> [Tekstfragment]
Met mijn linkerhand zet ik de ene tas op de zitting en met mijn rechterhand plaats ik de andere tas erbovenop. De laatste tas vindt zijn plek op de voetensteun. Ik pak de handvatten van de rolstoel en begin te lopen. Ik adem diep in en kijk naar de lange gang die voor me ligt.
Aan het eind van de gang ligt het trappenhuis met de betonnen trap die mijn vrouw en ik vele malen hebben bewandeld. Eén verdieping lager ligt de afdeling waar we ons zeven jaar geleden voor het eerst met een kinderwens hebben gemeld.
In de lift die we vaker naar beneden dan naar boven hebben genomen druk ik op het knopje voor de begane grond. In de lange overdekte ziekenhuisstraat die daar ligt, heb ik vele trotse ouder met hun pasgeboren kind richting de uitgang zien lopen. Vandaag is de straat vrijwel uitgestorven.
Naast de hoofdingang ligt de kunstmatige vijver met plastic eenden waaraan een terras grenst waarop we vele koppen koffie hebben gedronken. Soms voluit kletsend, soms zwijgend. Soms uitbundig lachend, soms met tranen in de ogen.
De parkeergarage onder het ziekenhuis is vrijwel leeg. Direct bij binnenkomst heb ik zicht op onze auto die ongeveer halverwege staat – op de plek waar we deze drie dagen geleden hebben geparkeerd. Ik open de achterklep en zet de tassen achterin.
Via de zijdeur pak ik de draagbare autostoel en zet deze op de lege rolstoel.
Als ik vanuit de parkeergarage dezelfde weg terug wandel, blijft van mijn blik hangen bij de ingang van de afdeling waar mijn vrouw – amper ontwaakt uit haar algehele narcose en met lege baarmoeder – mij met doffe ogen en een bleek gezicht verzocht een foto van haar te maken. De slappe duimpjes die vervolgens omhoog kwamen moesten uitstralen dat het goed met haar ging. Het daadwerkelijk herstellen bleek van latere zorg.

[Gegevens voor puntlokalisatie]
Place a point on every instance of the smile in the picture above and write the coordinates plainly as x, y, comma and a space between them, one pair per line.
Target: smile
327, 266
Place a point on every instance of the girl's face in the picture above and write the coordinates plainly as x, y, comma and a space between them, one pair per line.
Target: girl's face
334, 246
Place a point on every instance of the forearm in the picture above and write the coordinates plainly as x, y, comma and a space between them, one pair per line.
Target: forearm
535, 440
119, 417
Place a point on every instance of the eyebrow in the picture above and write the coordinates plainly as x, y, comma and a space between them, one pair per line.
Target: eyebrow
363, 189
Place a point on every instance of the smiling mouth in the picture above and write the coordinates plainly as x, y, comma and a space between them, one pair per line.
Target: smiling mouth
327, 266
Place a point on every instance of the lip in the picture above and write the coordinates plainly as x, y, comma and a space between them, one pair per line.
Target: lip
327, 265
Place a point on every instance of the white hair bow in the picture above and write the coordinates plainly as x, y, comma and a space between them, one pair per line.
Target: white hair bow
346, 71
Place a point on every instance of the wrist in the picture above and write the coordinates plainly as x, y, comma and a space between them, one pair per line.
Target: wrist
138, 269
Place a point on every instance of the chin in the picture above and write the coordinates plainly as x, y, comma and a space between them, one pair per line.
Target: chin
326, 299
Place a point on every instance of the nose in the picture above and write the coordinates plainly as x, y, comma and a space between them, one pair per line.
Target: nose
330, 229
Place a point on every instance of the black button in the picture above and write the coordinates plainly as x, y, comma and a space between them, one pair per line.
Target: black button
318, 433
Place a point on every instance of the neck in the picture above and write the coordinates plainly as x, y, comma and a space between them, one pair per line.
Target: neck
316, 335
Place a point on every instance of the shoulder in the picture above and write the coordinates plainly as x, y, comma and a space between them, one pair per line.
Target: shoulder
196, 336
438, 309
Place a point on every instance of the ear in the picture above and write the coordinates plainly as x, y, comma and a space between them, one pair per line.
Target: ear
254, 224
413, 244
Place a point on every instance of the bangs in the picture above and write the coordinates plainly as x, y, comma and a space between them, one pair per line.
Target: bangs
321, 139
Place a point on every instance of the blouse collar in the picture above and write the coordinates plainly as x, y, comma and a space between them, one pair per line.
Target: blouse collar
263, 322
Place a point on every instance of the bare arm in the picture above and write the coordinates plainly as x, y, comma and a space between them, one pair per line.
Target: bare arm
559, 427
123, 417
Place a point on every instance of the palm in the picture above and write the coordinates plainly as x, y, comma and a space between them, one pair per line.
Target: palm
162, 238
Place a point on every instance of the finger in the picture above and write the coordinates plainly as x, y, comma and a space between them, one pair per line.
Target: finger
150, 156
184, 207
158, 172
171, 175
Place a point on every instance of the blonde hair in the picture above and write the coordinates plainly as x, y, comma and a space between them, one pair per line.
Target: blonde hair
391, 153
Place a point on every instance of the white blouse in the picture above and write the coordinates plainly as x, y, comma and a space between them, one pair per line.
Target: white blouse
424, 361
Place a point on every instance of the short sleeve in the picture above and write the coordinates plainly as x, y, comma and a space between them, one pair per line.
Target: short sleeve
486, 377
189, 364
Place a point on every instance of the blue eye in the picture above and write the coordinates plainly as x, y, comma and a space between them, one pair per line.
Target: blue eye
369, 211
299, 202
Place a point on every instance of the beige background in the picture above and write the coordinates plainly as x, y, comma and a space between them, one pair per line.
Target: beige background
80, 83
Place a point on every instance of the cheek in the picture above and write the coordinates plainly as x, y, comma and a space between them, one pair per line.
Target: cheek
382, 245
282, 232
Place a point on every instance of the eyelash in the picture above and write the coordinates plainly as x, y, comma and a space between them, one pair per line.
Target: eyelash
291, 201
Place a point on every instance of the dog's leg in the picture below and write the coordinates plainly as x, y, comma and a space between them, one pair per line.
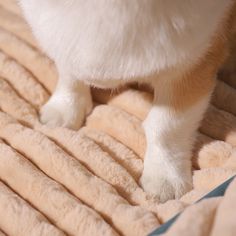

> [Opdrachten]
A: Stemmen deze uitspraken overeen met de tekst over het ziekenhuis? Beantwoord elke uitspraak met ja of nee en citeer de woorden uit de tekst die de doorslag geven.
(i) De verteller neemt de lift naar de begane grond.
(ii) De ziekenhuisstraat is vandaag erg druk.
(iii) De auto staat helemaal achteraan in de parkeergarage.
B: Beantwoord de volgende vragen met gegevens uit de tekst over het ziekenhuis.
(i) Hoelang geleden meldden de verteller en diens vrouw zich voor het eerst met een kinderwens?
(ii) Wat ligt er in de kunstmatige vijver naast de hoofdingang?
(iii) Wat zet de verteller via de zijdeur op de lege rolstoel?
C: Schrijf een vervolg op de tekst over het ziekenhuis dat aansluit op de laatste zin.
De rijen hebben niets met de tekst over het ziekenhuis te maken.

> [Antwoorden per opdracht]
A:
(i) Ja: "druk ik op het knopje voor de begane grond"
(ii) Nee: "Vandaag is de straat vrijwel uitgestorven."
(iii) Nee: "die ongeveer halverwege staat"

B:
(i) Zeven jaar geleden.
(ii) Plastic eenden.
(iii) De draagbare autostoel.

C:
Aangekomen in dat wat nog enkele minuten onze kamer zal zijn, tref ik een andere situatie aan. Ditmaal zit mijn vrouw op de rand van het bed. Wederom is ze vermoeid, maar dit keer heeft ze allesbehalve doffe ogen. Ik zet het autostoeltje op de tafel en til onze eergisteren geboren zoon uit het ziekenhuisbedje. Wanneer hij is zijn autostoel zit maken mijn vrouw en ik meer ontwend dan verwacht – onze andere twee zoons zijn onderhand de opvolgstoel ontgroeid – zijn gordels vast.
Na een derde controle hebben we er vertrouwen in dat hij veilig zit. Mijn vrouw gaat minder ontwend dan verwacht in de rolstoel zitten. Ik plaats het gevulde autostoeltje op haar schoot en duw haar de lange gang van de afdeling in. Zonder vaart te minderen nemen we verbaal afscheid van de verpleging.
Op de naastgelegen afdeling treffen we een enkele medewerker die – onbegrijpelijk genoeg – niet onder de indruk lijkt van het wonder in de rolstoel die ik voortduw.
Voor de derde keer in korte tijd loop ik door de overdekte straat in het ziekenhuis. In mijn gedachten lopen alle vroegere versies van onszelf ons in de tegengestelde richting tegemoet. Ik knik ze bemoedigend toe.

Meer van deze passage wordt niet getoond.